_DIRECTIONS_
Show every line of the listing that contains the string "blue", matching case exactly.

>> start

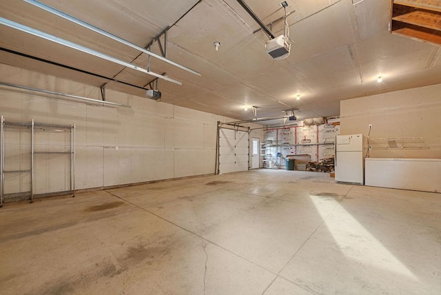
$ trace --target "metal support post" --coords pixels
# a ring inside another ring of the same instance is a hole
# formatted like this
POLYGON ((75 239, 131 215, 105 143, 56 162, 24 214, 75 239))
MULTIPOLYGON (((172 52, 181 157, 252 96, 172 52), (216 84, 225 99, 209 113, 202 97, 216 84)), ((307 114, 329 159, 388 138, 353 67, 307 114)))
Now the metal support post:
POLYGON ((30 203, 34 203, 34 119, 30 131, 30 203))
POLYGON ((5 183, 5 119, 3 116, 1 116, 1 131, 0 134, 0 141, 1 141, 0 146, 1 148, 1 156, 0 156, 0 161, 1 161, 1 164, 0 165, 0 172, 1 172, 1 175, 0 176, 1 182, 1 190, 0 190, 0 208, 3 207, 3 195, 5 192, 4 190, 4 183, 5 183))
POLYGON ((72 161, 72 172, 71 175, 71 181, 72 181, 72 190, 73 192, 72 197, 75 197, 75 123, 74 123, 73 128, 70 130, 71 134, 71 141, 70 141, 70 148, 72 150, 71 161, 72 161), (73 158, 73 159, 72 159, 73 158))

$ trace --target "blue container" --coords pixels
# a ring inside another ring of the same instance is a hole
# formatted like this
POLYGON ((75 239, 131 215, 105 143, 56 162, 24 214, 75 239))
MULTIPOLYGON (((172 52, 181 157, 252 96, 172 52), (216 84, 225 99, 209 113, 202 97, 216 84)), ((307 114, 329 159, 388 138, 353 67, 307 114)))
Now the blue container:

>> end

_WRITTEN ANSWER_
$ trace --target "blue container" --coords pixels
Now the blue container:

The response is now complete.